Task directions:
Extract every line in the listing below that contains the string "black". Copy each matching line whole.

Input data:
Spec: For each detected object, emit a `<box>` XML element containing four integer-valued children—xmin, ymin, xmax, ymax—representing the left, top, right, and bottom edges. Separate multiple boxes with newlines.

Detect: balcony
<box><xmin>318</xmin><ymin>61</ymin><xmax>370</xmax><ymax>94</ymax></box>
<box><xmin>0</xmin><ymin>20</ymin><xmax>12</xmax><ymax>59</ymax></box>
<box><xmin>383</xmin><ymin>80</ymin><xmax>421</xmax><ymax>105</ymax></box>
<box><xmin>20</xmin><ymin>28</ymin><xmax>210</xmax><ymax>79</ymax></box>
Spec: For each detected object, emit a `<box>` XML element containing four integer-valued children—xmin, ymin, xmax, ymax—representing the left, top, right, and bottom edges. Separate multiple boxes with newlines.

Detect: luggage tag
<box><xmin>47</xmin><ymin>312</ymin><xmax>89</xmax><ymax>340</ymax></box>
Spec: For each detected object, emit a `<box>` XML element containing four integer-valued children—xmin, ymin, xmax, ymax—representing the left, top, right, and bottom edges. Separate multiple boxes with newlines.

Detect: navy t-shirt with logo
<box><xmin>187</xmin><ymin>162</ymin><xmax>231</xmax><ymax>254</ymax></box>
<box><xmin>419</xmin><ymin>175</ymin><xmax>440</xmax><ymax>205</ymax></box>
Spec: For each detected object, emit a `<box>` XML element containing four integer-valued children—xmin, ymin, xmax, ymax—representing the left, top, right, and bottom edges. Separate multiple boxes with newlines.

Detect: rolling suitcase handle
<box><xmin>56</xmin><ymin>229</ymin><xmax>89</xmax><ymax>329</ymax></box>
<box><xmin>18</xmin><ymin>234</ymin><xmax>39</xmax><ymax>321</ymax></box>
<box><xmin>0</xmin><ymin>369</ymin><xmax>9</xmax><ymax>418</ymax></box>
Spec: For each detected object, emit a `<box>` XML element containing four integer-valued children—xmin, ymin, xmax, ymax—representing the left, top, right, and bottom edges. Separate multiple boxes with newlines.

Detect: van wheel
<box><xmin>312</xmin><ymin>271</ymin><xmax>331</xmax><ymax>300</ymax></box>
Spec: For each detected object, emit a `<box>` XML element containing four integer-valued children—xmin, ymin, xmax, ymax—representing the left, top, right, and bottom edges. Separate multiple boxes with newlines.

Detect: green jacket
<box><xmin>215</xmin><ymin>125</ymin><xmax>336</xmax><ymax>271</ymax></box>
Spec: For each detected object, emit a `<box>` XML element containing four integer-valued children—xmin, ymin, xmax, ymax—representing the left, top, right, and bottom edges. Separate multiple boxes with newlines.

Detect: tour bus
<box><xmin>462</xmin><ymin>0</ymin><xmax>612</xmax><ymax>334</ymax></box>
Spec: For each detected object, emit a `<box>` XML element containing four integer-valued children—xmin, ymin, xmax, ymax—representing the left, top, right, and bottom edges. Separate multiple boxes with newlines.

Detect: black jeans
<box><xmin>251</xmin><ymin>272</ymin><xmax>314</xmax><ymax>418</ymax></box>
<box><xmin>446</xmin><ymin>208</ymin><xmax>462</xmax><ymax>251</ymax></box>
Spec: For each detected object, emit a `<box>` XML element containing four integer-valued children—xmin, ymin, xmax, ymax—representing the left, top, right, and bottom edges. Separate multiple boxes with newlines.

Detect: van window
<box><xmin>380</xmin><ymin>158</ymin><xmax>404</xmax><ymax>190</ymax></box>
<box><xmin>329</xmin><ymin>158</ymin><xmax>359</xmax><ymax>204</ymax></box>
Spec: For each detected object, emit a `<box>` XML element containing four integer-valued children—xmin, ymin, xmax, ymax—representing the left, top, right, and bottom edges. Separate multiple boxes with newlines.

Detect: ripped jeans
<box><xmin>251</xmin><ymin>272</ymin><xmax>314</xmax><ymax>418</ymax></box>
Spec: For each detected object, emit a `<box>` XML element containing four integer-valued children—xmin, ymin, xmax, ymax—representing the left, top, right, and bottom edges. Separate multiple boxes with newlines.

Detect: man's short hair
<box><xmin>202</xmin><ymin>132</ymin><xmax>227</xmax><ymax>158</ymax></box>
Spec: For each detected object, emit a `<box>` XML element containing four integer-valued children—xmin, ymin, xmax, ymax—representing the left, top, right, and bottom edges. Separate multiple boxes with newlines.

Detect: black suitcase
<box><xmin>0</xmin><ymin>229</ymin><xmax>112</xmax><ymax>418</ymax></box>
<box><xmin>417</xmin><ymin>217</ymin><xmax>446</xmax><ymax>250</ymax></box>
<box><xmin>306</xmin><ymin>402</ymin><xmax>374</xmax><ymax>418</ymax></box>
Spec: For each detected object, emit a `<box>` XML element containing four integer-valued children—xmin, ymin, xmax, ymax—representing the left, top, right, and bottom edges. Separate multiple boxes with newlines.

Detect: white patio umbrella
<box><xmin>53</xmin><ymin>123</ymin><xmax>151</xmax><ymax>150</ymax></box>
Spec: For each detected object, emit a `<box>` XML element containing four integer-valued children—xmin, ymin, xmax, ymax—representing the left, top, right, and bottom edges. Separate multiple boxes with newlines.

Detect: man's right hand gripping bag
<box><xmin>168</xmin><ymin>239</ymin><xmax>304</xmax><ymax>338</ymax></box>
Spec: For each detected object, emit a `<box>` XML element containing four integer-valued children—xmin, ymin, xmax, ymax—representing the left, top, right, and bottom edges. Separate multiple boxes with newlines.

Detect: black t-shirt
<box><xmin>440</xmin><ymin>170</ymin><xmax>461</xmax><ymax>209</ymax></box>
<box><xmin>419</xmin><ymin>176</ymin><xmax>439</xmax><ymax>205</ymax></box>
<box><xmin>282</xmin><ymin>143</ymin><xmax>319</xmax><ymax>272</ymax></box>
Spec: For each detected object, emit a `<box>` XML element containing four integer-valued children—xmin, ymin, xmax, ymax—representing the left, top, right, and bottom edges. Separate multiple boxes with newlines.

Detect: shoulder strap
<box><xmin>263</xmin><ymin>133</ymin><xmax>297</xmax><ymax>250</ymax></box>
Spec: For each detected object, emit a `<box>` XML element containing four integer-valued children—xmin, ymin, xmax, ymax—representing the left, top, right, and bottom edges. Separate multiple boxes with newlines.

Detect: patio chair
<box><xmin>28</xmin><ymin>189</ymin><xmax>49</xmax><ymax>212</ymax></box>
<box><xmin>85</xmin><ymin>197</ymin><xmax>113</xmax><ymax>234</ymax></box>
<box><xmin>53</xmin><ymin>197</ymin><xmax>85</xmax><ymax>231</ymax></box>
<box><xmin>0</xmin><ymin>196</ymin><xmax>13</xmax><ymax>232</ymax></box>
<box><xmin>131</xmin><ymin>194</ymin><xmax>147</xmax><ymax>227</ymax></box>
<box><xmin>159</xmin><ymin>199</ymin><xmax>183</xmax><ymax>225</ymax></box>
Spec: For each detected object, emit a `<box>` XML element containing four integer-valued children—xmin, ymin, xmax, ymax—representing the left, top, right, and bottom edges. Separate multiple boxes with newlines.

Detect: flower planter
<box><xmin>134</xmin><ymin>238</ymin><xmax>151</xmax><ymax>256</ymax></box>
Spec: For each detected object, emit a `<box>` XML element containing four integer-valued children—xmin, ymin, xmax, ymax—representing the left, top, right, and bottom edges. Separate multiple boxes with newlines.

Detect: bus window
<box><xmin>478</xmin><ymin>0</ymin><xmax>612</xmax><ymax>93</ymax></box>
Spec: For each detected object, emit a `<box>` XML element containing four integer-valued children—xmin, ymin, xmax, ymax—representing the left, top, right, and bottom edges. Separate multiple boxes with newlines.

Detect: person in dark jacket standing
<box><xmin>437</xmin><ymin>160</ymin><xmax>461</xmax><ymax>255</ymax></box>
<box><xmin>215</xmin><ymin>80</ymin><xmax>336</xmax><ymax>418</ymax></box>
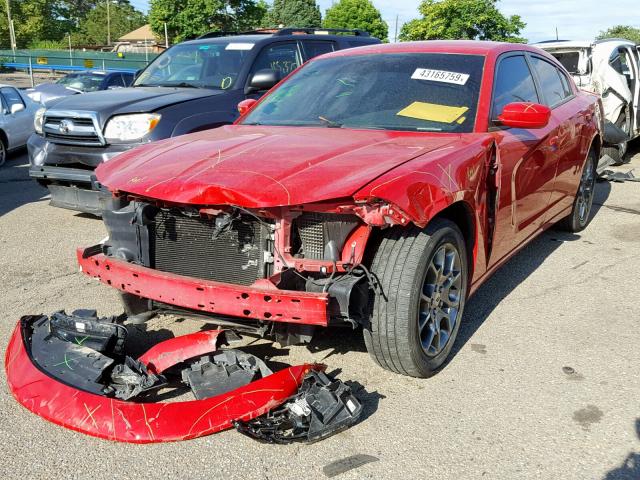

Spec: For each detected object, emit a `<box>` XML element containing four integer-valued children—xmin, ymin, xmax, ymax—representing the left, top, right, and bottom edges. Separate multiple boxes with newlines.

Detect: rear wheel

==

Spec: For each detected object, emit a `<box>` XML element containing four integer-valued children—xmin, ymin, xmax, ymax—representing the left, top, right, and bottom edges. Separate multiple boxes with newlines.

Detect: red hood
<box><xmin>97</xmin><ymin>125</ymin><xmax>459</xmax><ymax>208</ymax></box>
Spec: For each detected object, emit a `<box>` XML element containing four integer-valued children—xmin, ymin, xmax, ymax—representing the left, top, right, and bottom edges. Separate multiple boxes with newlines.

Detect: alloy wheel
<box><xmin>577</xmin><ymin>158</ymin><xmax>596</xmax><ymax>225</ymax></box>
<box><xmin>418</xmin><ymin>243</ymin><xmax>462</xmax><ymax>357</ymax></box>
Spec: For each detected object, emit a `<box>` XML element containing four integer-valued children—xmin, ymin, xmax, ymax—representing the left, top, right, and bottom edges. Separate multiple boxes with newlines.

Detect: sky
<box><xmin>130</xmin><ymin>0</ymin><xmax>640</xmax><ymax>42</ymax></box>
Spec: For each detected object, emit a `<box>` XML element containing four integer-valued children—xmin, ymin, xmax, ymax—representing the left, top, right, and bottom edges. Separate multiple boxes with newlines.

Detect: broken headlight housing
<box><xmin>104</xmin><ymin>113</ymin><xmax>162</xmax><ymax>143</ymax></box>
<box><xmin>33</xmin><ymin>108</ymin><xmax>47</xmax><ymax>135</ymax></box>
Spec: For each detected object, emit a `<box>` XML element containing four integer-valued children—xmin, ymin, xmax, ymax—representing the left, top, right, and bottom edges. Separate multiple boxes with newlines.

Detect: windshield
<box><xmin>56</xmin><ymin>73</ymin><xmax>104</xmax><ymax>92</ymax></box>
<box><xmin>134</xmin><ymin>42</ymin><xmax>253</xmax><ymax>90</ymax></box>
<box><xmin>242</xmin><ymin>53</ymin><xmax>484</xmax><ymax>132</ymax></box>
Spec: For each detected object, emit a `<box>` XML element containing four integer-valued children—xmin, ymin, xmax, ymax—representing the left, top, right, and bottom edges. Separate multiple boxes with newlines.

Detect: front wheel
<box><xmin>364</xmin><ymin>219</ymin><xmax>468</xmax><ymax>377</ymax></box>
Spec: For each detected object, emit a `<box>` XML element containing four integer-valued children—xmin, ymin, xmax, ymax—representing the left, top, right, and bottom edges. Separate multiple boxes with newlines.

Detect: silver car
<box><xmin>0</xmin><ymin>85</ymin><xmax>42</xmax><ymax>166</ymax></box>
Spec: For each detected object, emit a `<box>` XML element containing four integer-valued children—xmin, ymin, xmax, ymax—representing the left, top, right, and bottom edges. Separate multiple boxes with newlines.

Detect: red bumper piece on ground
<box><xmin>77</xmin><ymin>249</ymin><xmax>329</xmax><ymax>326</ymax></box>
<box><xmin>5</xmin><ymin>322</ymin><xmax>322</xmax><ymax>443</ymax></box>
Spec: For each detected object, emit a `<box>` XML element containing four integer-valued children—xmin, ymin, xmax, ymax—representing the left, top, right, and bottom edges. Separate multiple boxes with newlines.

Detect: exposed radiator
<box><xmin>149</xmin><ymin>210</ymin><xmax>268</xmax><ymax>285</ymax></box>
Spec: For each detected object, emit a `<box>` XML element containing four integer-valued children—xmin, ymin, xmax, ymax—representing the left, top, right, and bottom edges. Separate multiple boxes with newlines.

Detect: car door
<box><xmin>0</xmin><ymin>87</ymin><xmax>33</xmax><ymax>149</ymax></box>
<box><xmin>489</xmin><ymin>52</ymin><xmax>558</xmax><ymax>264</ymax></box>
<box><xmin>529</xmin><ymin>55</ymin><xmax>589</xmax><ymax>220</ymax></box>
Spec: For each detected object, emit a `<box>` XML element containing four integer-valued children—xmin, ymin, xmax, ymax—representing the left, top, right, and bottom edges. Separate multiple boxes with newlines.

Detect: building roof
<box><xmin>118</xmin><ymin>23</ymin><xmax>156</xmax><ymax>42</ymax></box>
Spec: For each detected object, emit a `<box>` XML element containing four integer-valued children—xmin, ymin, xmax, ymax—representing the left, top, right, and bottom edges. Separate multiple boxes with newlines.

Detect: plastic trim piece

--

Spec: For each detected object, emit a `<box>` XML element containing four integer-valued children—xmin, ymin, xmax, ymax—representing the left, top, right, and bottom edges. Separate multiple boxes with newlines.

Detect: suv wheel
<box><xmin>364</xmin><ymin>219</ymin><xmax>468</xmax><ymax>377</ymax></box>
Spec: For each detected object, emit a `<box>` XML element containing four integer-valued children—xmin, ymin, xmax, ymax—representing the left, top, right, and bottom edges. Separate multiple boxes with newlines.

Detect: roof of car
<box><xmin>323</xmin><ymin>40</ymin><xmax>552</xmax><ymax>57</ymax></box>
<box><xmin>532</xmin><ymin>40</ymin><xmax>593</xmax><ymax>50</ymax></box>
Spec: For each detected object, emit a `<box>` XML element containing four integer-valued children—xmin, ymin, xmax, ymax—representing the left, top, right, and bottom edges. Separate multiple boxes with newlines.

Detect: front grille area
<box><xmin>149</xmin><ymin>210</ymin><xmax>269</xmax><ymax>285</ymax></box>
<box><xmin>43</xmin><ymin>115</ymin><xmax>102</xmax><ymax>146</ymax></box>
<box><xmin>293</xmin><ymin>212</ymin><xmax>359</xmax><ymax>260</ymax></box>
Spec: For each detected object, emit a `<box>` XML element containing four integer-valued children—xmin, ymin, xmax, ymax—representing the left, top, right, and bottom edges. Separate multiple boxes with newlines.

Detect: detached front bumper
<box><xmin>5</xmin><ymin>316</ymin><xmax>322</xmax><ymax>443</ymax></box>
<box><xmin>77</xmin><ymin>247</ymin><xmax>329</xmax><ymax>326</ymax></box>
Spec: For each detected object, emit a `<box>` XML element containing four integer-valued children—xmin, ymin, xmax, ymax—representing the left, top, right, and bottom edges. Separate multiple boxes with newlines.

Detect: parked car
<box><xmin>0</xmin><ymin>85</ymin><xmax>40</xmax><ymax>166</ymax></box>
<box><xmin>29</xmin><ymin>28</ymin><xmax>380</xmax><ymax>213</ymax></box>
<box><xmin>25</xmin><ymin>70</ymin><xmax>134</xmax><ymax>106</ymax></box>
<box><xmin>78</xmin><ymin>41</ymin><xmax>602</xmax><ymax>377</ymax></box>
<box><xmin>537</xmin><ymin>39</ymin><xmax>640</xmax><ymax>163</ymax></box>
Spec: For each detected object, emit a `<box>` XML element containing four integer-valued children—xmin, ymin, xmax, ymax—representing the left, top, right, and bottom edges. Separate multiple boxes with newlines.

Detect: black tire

The result:
Detect: black jeans
Detect: black suitcase
Detect: black t-shirt
Detect: black tire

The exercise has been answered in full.